Multiscale assembly for tissue engineering and regenerative medicine

Abstract

Our understanding of cell biology and its integration with materials science has led to technological innovations in the bioengineering of tissue-mimicking grafts that can be utilized in clinical and pharmaceutical applications. Bioengineering of native-like multiscale building blocks provides refined control over the cellular microenvironment, thus enabling functional tissues. In this review, we focus on assembling building blocks from the biomolecular level to the millimeter scale. We also provide an overview of techniques for assembling molecules, cells, spheroids, and microgels and achieving bottom-up tissue engineering. Additionally, we discuss driving mechanisms for self- and guided assembly to create micro-to-macro scale tissue structures.

Figure 1

(A) Corresponding technologies for assembling building blocks at different scales. The size of each biological entity is shown above the scale axis, while the sample size that each assembly technology can manipulate is shown below the scale axis. (B) Schematic of multiscale assembly strategies from bottom to top for engineering 3D tissue constructs. The assembly strategies can follow paths starting with biomolecules or cells and can be integrated in the engineering of the final 3D tissue constructs.
=-=-=-=-=
> _Task description_: Pick up the review on multiscale assembly for tissue engineering after the Figure 1 caption, and write the passage that follows.

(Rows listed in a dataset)
=-=-=-=-=
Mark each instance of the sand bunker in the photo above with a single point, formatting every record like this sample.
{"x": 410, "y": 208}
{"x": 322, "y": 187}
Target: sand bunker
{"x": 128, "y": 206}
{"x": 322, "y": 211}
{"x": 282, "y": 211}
=-=-=-=-=
> _Task answer_:
Figure 2

Cell assembly technologies. (A) Liquid-based template assembly (LBTA). Left: Schematics of reconfigurable assembly by LBTA. Right: Assembled cell pattern. The region marked with red dashed lines indicates the magnified region. Cells were stained with cell tracker (green). Reproduced, with permission, from [49]. (B) Molecular recognition-assisted cell assembly. Left: Schematic demonstration. Right: Images of assembled cells and enlarged heterogeneous cell arrangement. Green- and red-stained Jurkat cells marked with the complementary DNA sequences. Adapted from [53]. (C) Sketch showing laser-guided direct writing (LGDW). Left: LGDW. The laser is focused into a cell suspension and the radiation force due to the difference in refractive index moves cells onto a receiving substrate. Right: Phase contrast and immunofluorescence of human hepatocytes and endothelial structure engineered by LGDW. Reproduced, with permission, from [56].

Figure 3

Illustration of mechanisms for assembly technologies. (A) Self-assembly explores intrinsic interactions among building blocks to generate ordered structures. (B) Guided self-assembly explores interactions between building blocks and external forces to generate controlled global structures. (C) Guided assembly with a pick-and-place strategy builds complex structures with controlled global geometry and arrangement of cell carriers piece by piece.

Figure 4

Digital patterning. (A) Schematic of digital patterning of heterogeneous structures. (B) Patterning of three cell types [ESCs in green, 3T3 cells in blue, human umbilical vein endothelial cells (HUVECs) in red] in a single tissue structure. (C,D) Digital patterning of a 100-μm hydrogel next to a 500-μm hydrogel, where only the 100-μm hydrogel includes a single neuron. Reproduced, with permission, from [94]. (E–J) 3D patterning of living units via magnetic microrobots. (E,F) Microrobotic assembly of heterogeneous objects. (G–J) Heterogeneous assembly of soft hydrogels and rigid objects. Reproduced, with permission, from [95].